- _Provided data_:
--- START ---
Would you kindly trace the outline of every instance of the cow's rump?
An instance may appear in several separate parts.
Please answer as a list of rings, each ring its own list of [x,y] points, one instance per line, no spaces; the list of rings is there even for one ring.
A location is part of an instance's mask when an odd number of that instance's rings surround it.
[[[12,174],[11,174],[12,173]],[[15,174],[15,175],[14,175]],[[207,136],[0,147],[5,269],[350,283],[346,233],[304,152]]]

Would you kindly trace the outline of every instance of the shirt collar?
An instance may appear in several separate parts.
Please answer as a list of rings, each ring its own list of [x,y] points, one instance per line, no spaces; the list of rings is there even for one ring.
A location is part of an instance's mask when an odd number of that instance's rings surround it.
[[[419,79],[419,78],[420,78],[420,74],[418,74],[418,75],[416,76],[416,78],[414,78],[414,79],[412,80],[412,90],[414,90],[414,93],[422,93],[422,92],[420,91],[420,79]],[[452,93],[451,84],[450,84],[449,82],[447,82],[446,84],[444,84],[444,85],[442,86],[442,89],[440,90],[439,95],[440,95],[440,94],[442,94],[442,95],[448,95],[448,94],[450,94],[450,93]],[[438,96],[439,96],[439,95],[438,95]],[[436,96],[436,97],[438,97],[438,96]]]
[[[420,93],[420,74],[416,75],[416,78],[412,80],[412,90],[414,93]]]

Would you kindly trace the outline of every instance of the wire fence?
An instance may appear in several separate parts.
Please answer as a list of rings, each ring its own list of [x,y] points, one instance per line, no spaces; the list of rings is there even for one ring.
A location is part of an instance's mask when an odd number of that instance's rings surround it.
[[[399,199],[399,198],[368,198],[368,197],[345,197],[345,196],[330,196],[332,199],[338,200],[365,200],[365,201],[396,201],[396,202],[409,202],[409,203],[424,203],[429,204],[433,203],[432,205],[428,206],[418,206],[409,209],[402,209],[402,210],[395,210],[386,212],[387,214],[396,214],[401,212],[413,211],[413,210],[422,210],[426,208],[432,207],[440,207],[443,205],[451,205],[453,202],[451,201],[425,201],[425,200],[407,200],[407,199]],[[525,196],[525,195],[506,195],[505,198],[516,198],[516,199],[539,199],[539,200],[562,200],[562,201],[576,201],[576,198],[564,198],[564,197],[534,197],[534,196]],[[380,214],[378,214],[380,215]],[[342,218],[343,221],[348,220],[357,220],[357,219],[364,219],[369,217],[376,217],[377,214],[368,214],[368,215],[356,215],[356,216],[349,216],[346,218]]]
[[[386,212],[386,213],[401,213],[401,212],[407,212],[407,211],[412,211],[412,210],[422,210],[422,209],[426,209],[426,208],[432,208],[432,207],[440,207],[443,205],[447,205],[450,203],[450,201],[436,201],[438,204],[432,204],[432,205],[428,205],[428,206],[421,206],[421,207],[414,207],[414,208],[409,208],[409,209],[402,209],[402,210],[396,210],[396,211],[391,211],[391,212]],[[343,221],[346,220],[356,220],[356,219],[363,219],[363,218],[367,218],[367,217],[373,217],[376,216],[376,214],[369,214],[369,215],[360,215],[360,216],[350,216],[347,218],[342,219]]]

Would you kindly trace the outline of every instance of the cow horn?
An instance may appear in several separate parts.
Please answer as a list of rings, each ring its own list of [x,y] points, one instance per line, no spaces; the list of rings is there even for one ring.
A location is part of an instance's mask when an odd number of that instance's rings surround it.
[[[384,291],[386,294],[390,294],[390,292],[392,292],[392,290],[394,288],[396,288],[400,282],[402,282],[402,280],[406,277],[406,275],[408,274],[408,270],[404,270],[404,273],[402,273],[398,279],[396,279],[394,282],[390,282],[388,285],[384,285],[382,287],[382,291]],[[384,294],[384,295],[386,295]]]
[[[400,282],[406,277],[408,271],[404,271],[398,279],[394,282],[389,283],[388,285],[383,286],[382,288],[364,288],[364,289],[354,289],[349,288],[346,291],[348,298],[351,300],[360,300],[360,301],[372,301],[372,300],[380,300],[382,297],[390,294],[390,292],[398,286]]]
--- END ---
- _Exercise description_:
Copy the lines of the listing exactly. Skip none.

- _Problem solution_:
Would you kindly trace the outline of every instance of the cow's rump?
An instance may appear in several separate parts.
Please answer as a list of rings, each ring its own list of [x,y] points, one instance per line, no spaces; the list of rings is there even for one ring.
A location is part of an instance's mask when an odd number of that instance's rings surround it.
[[[12,174],[11,174],[12,173]],[[15,174],[15,175],[14,175]],[[207,136],[0,147],[5,269],[350,283],[346,233],[304,152]]]

Would you kindly trace the outline of every instance of the shirt collar?
An instance may appear in several separate parts.
Please answer as a list of rings, each ring its own list of [x,y] points, one instance per line, no spaces; the list of rings is there even for one ring.
A location is part of an instance's mask when an odd number of that instance's rings surround it.
[[[419,79],[419,78],[420,78],[420,74],[418,74],[418,75],[416,76],[416,78],[414,78],[414,79],[412,80],[412,90],[414,90],[414,93],[422,93],[422,92],[420,91],[420,79]],[[452,93],[451,84],[450,84],[449,82],[447,82],[446,84],[444,84],[444,85],[442,86],[442,89],[440,90],[439,95],[440,95],[440,94],[442,94],[442,95],[448,95],[448,94],[450,94],[450,93]],[[438,96],[439,96],[439,95],[438,95]],[[436,96],[436,97],[438,97],[438,96]]]
[[[420,93],[420,74],[416,75],[416,78],[412,80],[412,90],[414,93]]]

Would you kindly trace the outline of every instance of the wire fence?
An instance may appear in several separate parts.
Please answer as a list of rings, each ring its own list of [x,y] points, one instance per line, no spaces; the list of rings is there even for one ring.
A location is part of an instance's mask when an odd number of that instance's rings surround it.
[[[399,199],[399,198],[368,198],[368,197],[345,197],[345,196],[330,196],[332,199],[338,200],[365,200],[365,201],[396,201],[396,202],[409,202],[409,203],[424,203],[429,204],[433,203],[432,205],[428,206],[418,206],[409,209],[402,209],[402,210],[395,210],[386,212],[387,214],[396,214],[401,212],[413,211],[413,210],[422,210],[426,208],[432,207],[440,207],[443,205],[451,205],[453,202],[451,201],[425,201],[425,200],[407,200],[407,199]],[[525,196],[525,195],[506,195],[505,198],[516,198],[516,199],[539,199],[539,200],[562,200],[562,201],[576,201],[576,198],[564,198],[564,197],[534,197],[534,196]],[[380,214],[378,214],[380,215]],[[342,218],[343,221],[348,220],[357,220],[357,219],[364,219],[369,217],[376,217],[377,214],[368,214],[368,215],[356,215],[356,216],[349,216],[346,218]]]
[[[386,212],[386,213],[401,213],[401,212],[407,212],[407,211],[412,211],[412,210],[422,210],[422,209],[426,209],[426,208],[432,208],[432,207],[440,207],[443,205],[447,205],[450,203],[450,201],[436,201],[438,204],[432,204],[432,205],[428,205],[428,206],[421,206],[421,207],[414,207],[414,208],[409,208],[409,209],[402,209],[402,210],[396,210],[396,211],[391,211],[391,212]],[[343,221],[346,220],[356,220],[356,219],[363,219],[363,218],[367,218],[367,217],[373,217],[376,216],[376,214],[369,214],[369,215],[360,215],[360,216],[350,216],[347,218],[342,219]]]

Would you kindly trace the outline of every instance of the cow horn?
An instance may appear in several separate parts.
Please answer as a list of rings, each ring its own list of [x,y] points, one instance per line, no spaces; the list of rings is there even for one ring.
A location is part of an instance's mask when an odd number of that instance's rings surround it.
[[[384,291],[386,294],[390,294],[390,292],[392,292],[392,290],[394,288],[396,288],[400,282],[402,282],[402,280],[406,277],[406,275],[408,274],[408,270],[404,270],[404,273],[402,273],[398,279],[396,279],[394,282],[390,282],[388,285],[384,285],[382,287],[382,291]],[[384,294],[384,295],[386,295]]]
[[[400,282],[406,277],[408,271],[404,271],[398,279],[394,282],[389,283],[388,285],[383,286],[382,288],[364,288],[364,289],[354,289],[349,288],[346,291],[348,298],[351,300],[360,300],[360,301],[372,301],[372,300],[380,300],[382,297],[390,294],[390,292],[398,286]]]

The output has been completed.